Directions for this task:
Can you change every "thickest part" in the material below to "widest part", leaving everything else as it is, and write it all out again without the pictures?

Items:
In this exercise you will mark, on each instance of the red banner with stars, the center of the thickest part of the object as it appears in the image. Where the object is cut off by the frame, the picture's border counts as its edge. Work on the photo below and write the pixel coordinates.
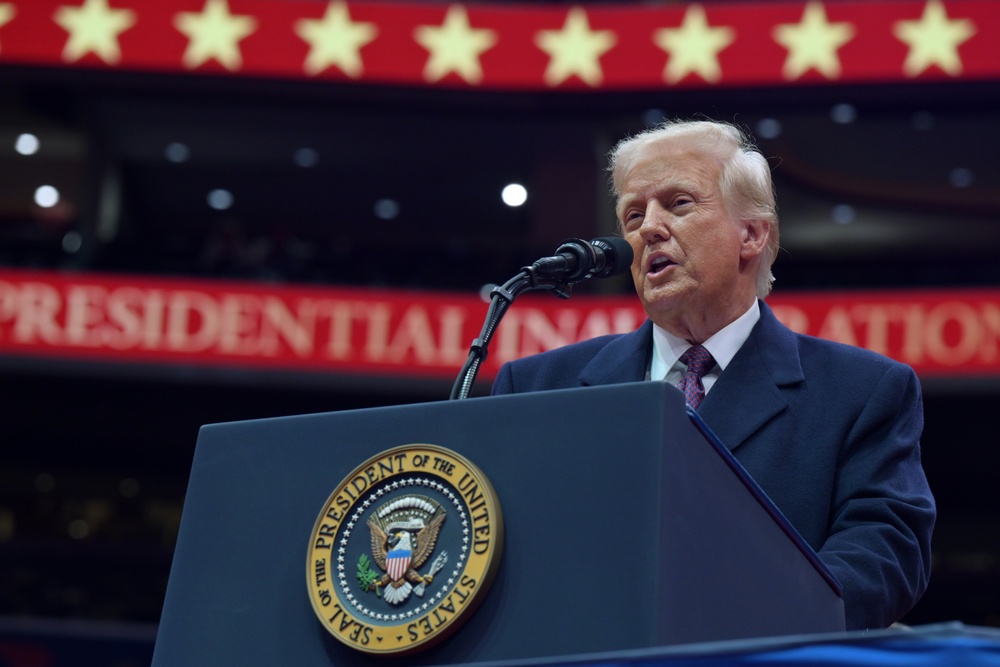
(308, 329)
(514, 47)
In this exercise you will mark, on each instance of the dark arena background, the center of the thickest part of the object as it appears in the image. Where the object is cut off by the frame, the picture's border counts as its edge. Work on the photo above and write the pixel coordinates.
(218, 210)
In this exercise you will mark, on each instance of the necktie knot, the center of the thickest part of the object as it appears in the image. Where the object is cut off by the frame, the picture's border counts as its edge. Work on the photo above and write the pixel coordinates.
(698, 361)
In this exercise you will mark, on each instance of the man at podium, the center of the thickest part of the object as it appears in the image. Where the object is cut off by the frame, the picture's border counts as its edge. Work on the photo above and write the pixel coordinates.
(829, 431)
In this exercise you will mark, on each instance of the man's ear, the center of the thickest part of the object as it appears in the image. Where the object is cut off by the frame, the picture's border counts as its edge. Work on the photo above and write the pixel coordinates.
(755, 234)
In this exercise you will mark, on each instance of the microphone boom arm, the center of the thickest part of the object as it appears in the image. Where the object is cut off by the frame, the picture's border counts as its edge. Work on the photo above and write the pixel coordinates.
(501, 298)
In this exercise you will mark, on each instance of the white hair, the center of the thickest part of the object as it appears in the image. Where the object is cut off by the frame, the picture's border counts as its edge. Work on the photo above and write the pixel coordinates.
(745, 177)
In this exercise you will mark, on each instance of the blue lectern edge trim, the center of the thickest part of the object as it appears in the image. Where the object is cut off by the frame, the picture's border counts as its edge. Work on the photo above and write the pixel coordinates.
(765, 502)
(940, 632)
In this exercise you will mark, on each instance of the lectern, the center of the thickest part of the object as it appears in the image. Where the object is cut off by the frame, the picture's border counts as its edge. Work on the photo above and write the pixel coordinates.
(626, 525)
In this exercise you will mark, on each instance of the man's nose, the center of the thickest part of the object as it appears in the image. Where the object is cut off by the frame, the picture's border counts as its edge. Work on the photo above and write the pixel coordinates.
(655, 223)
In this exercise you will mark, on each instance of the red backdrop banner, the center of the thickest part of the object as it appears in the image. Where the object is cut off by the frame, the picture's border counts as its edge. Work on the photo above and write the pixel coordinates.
(522, 46)
(423, 334)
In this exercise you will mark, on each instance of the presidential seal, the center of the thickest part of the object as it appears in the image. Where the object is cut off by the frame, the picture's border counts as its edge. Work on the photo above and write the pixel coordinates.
(404, 550)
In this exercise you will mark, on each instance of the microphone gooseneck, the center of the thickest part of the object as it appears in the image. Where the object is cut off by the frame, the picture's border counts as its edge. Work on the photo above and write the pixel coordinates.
(575, 260)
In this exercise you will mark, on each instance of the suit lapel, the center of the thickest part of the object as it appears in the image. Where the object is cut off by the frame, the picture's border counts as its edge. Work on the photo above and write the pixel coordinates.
(748, 394)
(625, 359)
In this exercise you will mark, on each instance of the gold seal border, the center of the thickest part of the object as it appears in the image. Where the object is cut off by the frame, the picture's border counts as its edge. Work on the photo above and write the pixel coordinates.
(482, 562)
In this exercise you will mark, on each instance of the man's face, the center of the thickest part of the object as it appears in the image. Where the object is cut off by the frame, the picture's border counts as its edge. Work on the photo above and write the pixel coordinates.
(687, 247)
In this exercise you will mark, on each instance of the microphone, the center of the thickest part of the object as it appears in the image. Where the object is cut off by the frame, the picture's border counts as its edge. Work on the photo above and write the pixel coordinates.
(577, 260)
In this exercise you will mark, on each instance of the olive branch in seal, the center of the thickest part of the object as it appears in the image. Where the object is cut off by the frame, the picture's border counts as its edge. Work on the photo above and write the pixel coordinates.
(366, 575)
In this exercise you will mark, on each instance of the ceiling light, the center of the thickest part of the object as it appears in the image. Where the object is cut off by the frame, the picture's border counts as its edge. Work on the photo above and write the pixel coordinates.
(514, 194)
(46, 196)
(26, 144)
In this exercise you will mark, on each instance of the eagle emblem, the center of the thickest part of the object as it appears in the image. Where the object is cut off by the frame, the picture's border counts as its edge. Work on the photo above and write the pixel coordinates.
(404, 532)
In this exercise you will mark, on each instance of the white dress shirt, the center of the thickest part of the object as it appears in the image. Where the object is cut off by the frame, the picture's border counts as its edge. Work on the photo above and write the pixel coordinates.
(723, 345)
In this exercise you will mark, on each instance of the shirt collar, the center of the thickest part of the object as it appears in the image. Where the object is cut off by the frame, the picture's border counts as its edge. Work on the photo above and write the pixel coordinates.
(723, 345)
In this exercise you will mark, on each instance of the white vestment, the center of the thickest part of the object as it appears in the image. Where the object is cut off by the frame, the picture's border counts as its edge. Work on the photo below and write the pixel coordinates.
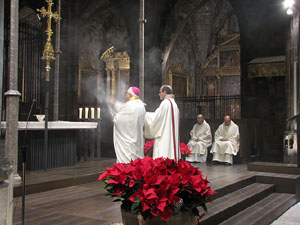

Response:
In this exercise you will mark, on each instance of the red banner with stars, the center of the widest part of the object as it appears in the image. Where the object is cut off by the frame, the picture's border counts as its edge. Work on the photo below and write the pixel coordinates.
(308, 329)
(514, 47)
In this exercise you will mark, on each instance of the dark arena background, the center of the widest part of the object as it appears in the image. Where the object is cut off by the frame, the picture's border counts as its edge. Work on the photo above and write the pixel coordinates.
(218, 210)
In this exercise you will mark, on each instance of the necktie knot, the center of the widest part of the object as it appears in the image. Where the object is cut off by the frame, the picture's border counts as its edge. Work on the photo above and write the pixel coordinates.
(698, 361)
In this exercise you will mark, on each instance of the man at podium, the center of the widest part of the object as it appears in the image. Where the object is cut off by the frame, the picture's border counts as its edge. Work on the photo above and write the pixel coordinates.
(829, 431)
In this exercise you will mark, on each instance of the man's ear, the center of the widest part of the object as it appears in the image. Where the object is cut off by the frame, the picture's border counts as its edge. Work on the photo above and write the pixel coordinates.
(755, 234)
In this exercise you will mark, on each instance of the microphone boom arm, the center of the widest part of the object as it appears in the image. Where the object is cut off by the frame, the picture's border counts as its edge. Work on the photo above and write the pixel coordinates.
(501, 298)
In this exercise you will mark, on each instance of the white hair, the center of the widest part of the object as it appears in the image. Where the object is cut off by the frame, the picture's border counts as its edge. Work on the photo above and write the pixel coordinates.
(745, 177)
In this exercise you will mark, on each instance of the blue lectern edge trim, the center of the widest part of the object as it appears in the image. Where the object is cut off by the frame, the picture's border counts as its edge. Work on the photo above and write the pixel coordinates.
(765, 502)
(940, 632)
In this exercise you will mark, on each instance of the lectern, the center of the widest part of the object as it appears in the image. Where the object is cut off by the frame, the picture's border counts as its edge. Work on the photo above and write the pixel coordinates.
(626, 525)
In this exercise you will mark, on each instance of the man's nose, the center of the widest part of the object as it appears in the image. Where the object is cut off by the frame, the picture's border counts as its edge. Work on the photo above and write the pixel coordinates.
(655, 223)
In this exercise you will mark, on each instance of the red backdrop banner, the center of the widest part of the object as it appears in the image. Where the object is cut off by the frame, the picture's border counts as its edge. Work on the photo above and write the pixel coordinates.
(522, 46)
(423, 334)
In this exercise you will mark, on each instance of the presidential seal, the center of the widest part of the object as it appears in the image. Where the object is cut off by the frame, the picture's border counts as its edge. Work on the photo above and write the pixel coordinates.
(404, 550)
In this exercise you will mark, on each instance of the microphone gooseneck, the center of the widest part of the object as it appears in the image. Where the object is cut off by the frame, the picture's border counts as its edge. Work on the photo above and write the pixel coordinates.
(575, 260)
In this exercise you will mark, on each instance of the suit lapel, the center of the widest part of the object as it appears in the image. Where the object is cut off by the frame, the picture's border counts as its edge. Work on the photo above and write the pixel coordinates.
(748, 394)
(625, 359)
In this exercise you will mark, on each instance of the gold seal border, the center of the widest part of the object as it appears in the image. Where the object is cut off by the frame, the picture's border counts as its edge. Work on the photo above and write the pixel coordinates.
(482, 562)
In this exercise you will mark, on each instance of the man's face, the center of the widest part of the object as it appears in the image. Where the object is cut off by the frame, the picture's border counts as its edge. Work on the photo above and write the pixel coordinates.
(687, 247)
In this exercise you will mark, on each instance of the microphone, the center of the widest part of the object as it appears in the image. Where the object is cut off by the frame, the picture's border counts as its edge. Work on the photo above and write the pixel coordinates.
(577, 260)
In this exercise you will mark, on each instance of the olive branch in seal, the center of the widest part of the object as it appears in the image. Where the object is cut off by the frame, the picture's border counts as its edge. Work on the photo above and write the pixel coordinates.
(366, 575)
In this exercise you will mark, on each instance of the ceiling light, the center of the widest part of the object as it appears in the image. Where the object is cut off by the frame, the picture's border counts as its edge. Work on the photo above and write the pixel coordinates.
(514, 194)
(46, 196)
(26, 144)
In this exercise you will mark, on each instance of the eagle emblem, the center of the widest part of the object as it appears in the image. Where the object is cut off by the frame, the picture's border counts as its edge. Work on the photo above and write the pixel coordinates.
(404, 532)
In this exercise you will mark, on each instance of the white dress shirt, the center of the widest part of the object as it appears in the image. Where the object is cut off by the frame, the picture's border counts as its edge. Work on the photo above and write the pixel coordinates.
(723, 345)
In this exercise you will mark, on each instance of the shirt collar, the center of the widest part of the object as it appears in the image. Where the object is cut off by the frame, the picture's border counts as its edge. Work on the photo above and write the pixel coordinates.
(723, 345)
In this exercise you will mark, on each instance of the white vestment, the center of the widest part of the object as it appears in the image. Where the object is cut off by the frame, the picture's border counts as its edge. Work on the photo below and write the pixel coordinates.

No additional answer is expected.